- **Arbeitsauftrag**
Kannst du den Text über Scheibenbremsen am Rennrad im Anschluss an seinen letzten Satz fortsetzen?

Sind Scheibenbremsen tatsächlich der Renner?

Shimanos hydraulische Bremseinheit BR-R785 im Kurztest

Mitte Oktober 2013 reiste tritime-Redakteurin Meike Maurer nach Sizilien, um sich einen ersten Eindruck von den neuen hydraulischen Scheibenbremsen des Herstellers Shimano zu verschaffen, die ein noch kontrollierteres und effektiveres Bremsen ermöglichen sollen.

Scheibenbremsen – ein spannendes Thema, denn die Hersteller versprechen mit diesem neuen Bremssystem für Rennräder effektivere Bremsvorgänge bei allen Wetterbedingungen, mehr Kontrolle beziehungsweise Bremsen ohne Bremsverlust bei langen Abfahrten. Dabei ist interessant, dass der internationale Radsportverband UCI bisher nicht erlaubt, diese neuen Bremssysteme in offiziellen Straßenrennen zu fahren. Bei Cyclo Cross-Events hingegen sind die Discs allerdings bereits seit 2010 gestattet.

Nachdem das P5 von Cervélo mit einem Scheibenbremssystem von Magura ausgestattet wurde, zog SRAM im Frühjahr 2013 mit eine eigenen Produktlinie nach. Allerdings musste der amerikanische Komponentenhersteller zum Jahreswechsel 2013/14 eine großangelegte Rückrufaktion starten. Als Grund wurden Bremskraftverluste bei kühlen Temperaturen angegeben. Nicht umsonst wird das Thema „Scheibenbremsen am Rennrad“ in diversen Internetforen kontrovers diskutiert und der Sinn und Zweck häufig auch kritisch hinterfragt. Optik, Aerodynamik und das Gewicht stehen dabei häufig im Mittelpunkt der diskutiert. Der Großteil der Fahrer ist jedoch zumeist recht positiv gestimmt und lobt die sehr gute Bremsleistung.

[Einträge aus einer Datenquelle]
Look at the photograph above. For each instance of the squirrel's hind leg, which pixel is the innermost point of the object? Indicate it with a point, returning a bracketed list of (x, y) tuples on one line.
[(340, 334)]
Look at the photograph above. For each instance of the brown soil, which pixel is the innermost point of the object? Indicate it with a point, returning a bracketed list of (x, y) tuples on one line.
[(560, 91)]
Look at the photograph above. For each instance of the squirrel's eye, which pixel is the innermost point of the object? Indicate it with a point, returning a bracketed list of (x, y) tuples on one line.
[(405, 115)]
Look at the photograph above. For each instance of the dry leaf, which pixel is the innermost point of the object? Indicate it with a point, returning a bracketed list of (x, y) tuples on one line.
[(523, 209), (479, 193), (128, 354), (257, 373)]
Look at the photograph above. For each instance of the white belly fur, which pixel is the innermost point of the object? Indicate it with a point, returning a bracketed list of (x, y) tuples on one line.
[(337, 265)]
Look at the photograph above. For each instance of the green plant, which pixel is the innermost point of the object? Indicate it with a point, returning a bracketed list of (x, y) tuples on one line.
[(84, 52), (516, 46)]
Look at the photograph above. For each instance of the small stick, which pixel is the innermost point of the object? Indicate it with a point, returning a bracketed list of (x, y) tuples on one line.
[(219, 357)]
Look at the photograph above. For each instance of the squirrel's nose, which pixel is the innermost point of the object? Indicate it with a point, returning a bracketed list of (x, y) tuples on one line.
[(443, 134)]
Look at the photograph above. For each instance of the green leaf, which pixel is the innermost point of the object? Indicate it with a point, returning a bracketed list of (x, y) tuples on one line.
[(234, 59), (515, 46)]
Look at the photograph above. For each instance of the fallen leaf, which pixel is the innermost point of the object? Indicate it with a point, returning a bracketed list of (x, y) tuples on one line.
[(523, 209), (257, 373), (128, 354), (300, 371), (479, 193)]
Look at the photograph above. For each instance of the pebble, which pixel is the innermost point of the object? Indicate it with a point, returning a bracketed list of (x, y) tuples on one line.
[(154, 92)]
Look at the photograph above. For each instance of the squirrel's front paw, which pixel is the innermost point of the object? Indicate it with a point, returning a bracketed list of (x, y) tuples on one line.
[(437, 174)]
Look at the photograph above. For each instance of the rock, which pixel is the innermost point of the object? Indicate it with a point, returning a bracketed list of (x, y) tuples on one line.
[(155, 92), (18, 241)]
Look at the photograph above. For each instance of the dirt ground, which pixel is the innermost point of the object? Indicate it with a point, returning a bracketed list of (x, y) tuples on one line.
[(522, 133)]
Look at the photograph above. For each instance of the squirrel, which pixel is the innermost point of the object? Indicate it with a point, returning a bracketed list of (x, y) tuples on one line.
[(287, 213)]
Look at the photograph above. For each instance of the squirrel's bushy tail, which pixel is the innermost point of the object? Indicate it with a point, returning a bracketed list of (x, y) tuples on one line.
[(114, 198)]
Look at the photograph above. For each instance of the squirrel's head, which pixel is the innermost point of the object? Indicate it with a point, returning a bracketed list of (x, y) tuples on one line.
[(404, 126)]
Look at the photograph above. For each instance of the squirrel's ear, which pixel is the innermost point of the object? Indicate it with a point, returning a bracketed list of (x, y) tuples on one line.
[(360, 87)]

- **Gelöste Aufgabe**
Sizilien wir kommen
Beste Voraussetzungen also, Shimanos neue hydraulische Scheibenbremseinheit BR-R785 unter die Lupe zu nehmen und in den vulkanischen Bergen von Sizilien einem kurzen Test zu unterziehen. Vorneweg: Klar ist, wir reden hier von einer völlig neuen Entwicklung, die sicher noch einiges an Potenzial mit sich bringt und mit den bekannten und bewährten MTB-Komponenten nur wenig gemein hat. Diejenigen, die sich noch an die Anfänge der hydraulischen MTB-Bremsen erinnern, wissen, dass auch damals heftige Kritik die Runde machte. Heute kann man sich ein MTB ohne Scheibenbremsen kaum noch vorstellen. In Catania – im Osten der italienischen Insel angekommen – ging es auf direktem Weg ins Hotel am Fuße des 3.350 Meter hohen Ätna. Über den immer noch aktiven Vulkan führt zwar keine Straße, allerdings führen von verschiedenen Seiten asphaltierte Straßen Richtung Gipfel, sodass es schöne lange Abfahrten mit vielen Kurven gibt. Genau das richtige Terrain, um bei angenehmen Temperaturen die innovativen Bremsen an ihre Grenzen zu bringen. Die Kombination aus BR-R785 und der neuen 11-fach Ultegra Di2 versprach viel Fahrfreude, stand mit dem WH-RX31 ein passender Center-Lock-kompatibler 11-fach-Laufradsatz auf Ultegra-Niveau zur Verfügung, der sich für den Einsatz am Rennrad wie beim Crosser gleichermaßen eignet.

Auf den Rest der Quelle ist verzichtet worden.